● **GIVEN INSTRUCTION**
Please pull out every line of the listing below that contains the word "plaid", keeping in mind that case counts.
* Begin GIVEN RECORDS *
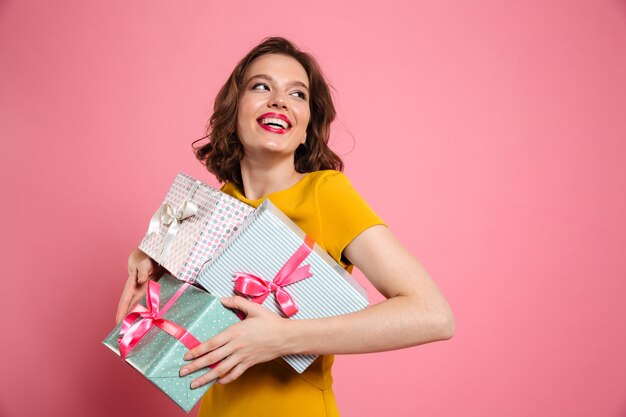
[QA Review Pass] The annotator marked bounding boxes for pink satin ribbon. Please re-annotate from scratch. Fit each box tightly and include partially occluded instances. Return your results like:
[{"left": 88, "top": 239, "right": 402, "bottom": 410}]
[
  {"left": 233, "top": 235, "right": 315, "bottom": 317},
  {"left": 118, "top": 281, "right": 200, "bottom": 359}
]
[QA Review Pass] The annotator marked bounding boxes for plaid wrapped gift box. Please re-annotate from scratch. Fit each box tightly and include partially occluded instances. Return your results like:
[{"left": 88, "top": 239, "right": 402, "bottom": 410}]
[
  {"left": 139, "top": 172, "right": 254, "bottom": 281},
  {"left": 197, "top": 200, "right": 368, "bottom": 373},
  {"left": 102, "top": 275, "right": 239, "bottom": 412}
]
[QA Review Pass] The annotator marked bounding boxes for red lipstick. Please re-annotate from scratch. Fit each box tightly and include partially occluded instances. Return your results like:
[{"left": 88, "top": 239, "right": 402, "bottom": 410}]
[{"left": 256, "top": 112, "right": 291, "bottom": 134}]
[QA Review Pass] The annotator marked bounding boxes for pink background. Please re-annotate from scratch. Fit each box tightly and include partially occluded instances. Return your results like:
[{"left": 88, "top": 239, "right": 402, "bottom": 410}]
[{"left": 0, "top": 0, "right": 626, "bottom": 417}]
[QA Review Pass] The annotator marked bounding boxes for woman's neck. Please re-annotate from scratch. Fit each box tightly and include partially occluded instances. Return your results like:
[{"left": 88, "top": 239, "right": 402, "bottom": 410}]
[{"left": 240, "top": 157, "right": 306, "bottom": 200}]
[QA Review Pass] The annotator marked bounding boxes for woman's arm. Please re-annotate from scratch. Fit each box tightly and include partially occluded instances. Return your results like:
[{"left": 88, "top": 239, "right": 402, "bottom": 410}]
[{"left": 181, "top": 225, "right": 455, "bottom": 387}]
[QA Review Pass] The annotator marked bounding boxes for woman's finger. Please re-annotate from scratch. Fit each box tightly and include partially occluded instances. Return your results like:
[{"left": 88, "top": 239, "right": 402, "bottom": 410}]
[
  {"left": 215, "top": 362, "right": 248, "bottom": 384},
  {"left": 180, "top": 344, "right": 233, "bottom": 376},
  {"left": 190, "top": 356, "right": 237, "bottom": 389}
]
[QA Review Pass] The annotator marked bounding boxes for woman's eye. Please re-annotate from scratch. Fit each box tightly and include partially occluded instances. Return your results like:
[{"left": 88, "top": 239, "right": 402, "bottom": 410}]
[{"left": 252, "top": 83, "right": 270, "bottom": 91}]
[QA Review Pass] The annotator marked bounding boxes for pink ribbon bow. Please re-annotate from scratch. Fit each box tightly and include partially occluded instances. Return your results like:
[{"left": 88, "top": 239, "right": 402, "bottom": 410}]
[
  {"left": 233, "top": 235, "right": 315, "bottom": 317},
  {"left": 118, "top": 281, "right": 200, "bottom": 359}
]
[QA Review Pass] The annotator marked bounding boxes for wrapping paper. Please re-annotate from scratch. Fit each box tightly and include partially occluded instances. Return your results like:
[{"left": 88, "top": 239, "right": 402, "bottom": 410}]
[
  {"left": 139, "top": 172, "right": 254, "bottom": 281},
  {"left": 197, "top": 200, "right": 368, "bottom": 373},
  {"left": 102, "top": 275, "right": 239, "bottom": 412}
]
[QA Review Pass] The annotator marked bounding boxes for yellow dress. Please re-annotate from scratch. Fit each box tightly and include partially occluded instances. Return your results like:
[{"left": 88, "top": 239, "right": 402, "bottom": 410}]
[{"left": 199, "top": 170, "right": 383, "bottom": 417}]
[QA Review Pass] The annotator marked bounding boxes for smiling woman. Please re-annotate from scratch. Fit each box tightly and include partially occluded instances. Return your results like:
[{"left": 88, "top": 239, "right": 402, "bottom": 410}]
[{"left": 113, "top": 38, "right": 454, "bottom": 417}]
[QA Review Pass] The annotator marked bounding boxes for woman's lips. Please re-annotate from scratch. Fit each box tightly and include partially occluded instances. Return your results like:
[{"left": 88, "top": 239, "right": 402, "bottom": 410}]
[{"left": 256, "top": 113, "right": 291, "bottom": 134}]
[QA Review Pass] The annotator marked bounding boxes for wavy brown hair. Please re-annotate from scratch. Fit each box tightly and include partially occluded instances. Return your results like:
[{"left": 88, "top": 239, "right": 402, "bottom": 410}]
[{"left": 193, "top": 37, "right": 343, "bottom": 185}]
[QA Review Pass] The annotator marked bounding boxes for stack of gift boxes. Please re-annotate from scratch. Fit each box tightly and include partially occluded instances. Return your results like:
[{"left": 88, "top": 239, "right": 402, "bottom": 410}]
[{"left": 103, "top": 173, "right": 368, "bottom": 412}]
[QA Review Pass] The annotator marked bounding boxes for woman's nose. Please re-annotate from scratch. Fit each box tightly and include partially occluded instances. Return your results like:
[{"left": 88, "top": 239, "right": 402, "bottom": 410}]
* End GIVEN RECORDS *
● **PROBLEM SOLUTION**
[QA Review Pass] The annotator marked bounding boxes for plaid wrapped gift box. Please re-annotate from scratch. Fit each box tightly and include partially occluded instances. Return your results like:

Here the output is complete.